* [Text for analysis]:
Content starts

Four charges of aggravated first-degree murder were re-filed by King County prosecutors last week against Leemah Carneh, who currently is being held at Western State Hospital.
Carneh, 26, is charged with the slaying in March 2001 of four people in their Des Moines home-Josie Peterson, 17, an Evergreen High School cheerleader, her boyfriend Taelor Marks, 17, and his grandparents, Richard and Leola Larson, 63 and 64.
The Larsons were shot, according to police investigators, while Marks and Peterson were brutally beaten.
Investigators said Carneh, who was 19 at the time, allegedly hid the bodies of Marks' grandparents after he gunned them down, then waited inside the house for Peterson and Marks and ambushed them when they came home.
Prosecutors said Carneh was obsessed with Peterson, who didn't know him.
He was arrested at his home in Pierce County two days after the murders, where detectives found blood-spattered clothing and items stolen from the Larsons' home.
If convicted, Carneh will face life in prison without the possibility of parole. King County prosecutors decided earlier not to seek the death penalty.
Carneh has been in and out of Western State Hospital since his arrest.
In late 2005, he was committed to Western State after a King County Superior Court judge ruled that he was not competent to stand trial and dismissed the murder charges.
State law required that the charges be dismissed, with the possibility of re-filing them at a later date, so there could be a civil commitment to the mental institution.
He has remained there since the ruling.
In October, King County prosecutors were notified by officials at Western State that Carneh's mental condition has improved to the point that he no longer needed constant supervision.
He was also eligible to earn permission to leave the hospital grounds, prosecutors were informed.
At that point, they decided to re-file the murder charges and requested a new competency hearing for Carneh.
Shortly before the original murder charges against Carneh were dismissed, Taelor's mother Lorraine Marks said, "It's unbelievable to me. He wrote the book on how to commit murder and get away with it.... I'm furious with the system."

Content ends

* [Task to carry out]:
From the article above on the re-filed murder charges, return word for word the passage starting with "Prosecutors said Carneh" and going on through "the mental institution.".

* [Given records]:
Content starts

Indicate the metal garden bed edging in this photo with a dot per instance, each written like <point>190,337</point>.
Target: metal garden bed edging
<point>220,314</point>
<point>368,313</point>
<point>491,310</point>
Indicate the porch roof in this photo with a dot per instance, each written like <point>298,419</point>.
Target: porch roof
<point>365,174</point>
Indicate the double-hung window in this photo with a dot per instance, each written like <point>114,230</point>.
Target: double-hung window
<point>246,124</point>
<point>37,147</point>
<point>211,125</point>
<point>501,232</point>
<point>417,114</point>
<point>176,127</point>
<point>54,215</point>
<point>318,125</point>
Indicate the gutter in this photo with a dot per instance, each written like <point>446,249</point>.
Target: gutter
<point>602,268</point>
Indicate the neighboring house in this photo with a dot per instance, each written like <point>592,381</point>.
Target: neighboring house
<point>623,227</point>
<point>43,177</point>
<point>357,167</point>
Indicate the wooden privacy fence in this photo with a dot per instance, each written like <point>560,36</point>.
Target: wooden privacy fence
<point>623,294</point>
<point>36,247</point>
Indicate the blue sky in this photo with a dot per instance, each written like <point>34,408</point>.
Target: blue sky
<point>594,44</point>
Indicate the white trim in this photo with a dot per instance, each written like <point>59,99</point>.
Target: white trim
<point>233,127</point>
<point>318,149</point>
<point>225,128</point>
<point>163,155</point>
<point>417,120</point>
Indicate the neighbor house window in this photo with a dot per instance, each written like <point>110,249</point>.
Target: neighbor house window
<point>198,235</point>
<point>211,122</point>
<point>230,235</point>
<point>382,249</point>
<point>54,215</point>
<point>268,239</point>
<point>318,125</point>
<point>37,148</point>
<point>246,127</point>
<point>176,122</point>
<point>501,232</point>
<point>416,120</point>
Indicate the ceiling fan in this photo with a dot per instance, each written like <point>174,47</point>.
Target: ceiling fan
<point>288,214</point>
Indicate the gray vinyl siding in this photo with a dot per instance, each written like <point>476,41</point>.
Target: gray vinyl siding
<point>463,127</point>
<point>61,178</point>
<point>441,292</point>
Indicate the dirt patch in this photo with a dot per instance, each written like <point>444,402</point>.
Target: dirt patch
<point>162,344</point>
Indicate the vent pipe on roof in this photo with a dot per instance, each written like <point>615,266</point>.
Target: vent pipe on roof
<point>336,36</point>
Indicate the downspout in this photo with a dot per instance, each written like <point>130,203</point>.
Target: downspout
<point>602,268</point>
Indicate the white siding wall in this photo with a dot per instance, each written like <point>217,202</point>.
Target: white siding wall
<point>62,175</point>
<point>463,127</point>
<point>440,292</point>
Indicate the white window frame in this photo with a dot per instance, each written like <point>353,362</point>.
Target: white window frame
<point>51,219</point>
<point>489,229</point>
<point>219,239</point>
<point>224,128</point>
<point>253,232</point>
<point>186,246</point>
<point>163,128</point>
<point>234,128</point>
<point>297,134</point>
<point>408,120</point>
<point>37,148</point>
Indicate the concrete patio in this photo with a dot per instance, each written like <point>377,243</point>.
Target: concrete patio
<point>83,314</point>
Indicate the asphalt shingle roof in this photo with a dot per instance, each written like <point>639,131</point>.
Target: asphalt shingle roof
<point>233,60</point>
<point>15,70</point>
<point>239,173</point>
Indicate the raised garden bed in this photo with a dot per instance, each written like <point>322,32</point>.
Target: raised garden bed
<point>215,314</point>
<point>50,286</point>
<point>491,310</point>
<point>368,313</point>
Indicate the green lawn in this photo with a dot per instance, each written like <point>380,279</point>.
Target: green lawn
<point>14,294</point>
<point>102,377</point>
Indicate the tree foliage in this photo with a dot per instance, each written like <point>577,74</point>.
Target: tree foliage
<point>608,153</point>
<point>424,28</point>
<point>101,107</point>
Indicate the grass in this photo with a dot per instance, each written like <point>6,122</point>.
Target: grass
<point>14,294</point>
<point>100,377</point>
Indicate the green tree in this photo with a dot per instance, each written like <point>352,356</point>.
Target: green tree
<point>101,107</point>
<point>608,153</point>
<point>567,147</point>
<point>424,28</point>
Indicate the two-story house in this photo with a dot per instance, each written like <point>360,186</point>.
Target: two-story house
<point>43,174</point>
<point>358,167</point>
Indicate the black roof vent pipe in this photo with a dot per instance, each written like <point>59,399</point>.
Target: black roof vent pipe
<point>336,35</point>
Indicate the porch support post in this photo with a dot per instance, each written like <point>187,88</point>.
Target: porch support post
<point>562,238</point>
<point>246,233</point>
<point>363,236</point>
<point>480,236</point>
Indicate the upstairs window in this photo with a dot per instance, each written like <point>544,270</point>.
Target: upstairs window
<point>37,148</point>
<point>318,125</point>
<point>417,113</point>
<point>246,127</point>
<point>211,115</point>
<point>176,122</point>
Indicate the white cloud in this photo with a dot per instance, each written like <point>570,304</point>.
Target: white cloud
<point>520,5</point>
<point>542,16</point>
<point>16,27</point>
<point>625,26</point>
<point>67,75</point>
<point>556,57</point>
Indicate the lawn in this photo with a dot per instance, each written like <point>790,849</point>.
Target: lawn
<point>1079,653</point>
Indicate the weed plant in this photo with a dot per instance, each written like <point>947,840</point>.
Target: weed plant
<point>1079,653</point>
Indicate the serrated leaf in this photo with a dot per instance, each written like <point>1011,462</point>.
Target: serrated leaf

Content ends

* [Result]:
Prosecutors said Carneh was obsessed with Peterson, who didn't know him.
He was arrested at his home in Pierce County two days after the murders, where detectives found blood-spattered clothing and items stolen from the Larsons' home.
If convicted, Carneh will face life in prison without the possibility of parole. King County prosecutors decided earlier not to seek the death penalty.
Carneh has been in and out of Western State Hospital since his arrest.
In late 2005, he was committed to Western State after a King County Superior Court judge ruled that he was not competent to stand trial and dismissed the murder charges.
State law required that the charges be dismissed, with the possibility of re-filing them at a later date, so there could be a civil commitment to the mental institution.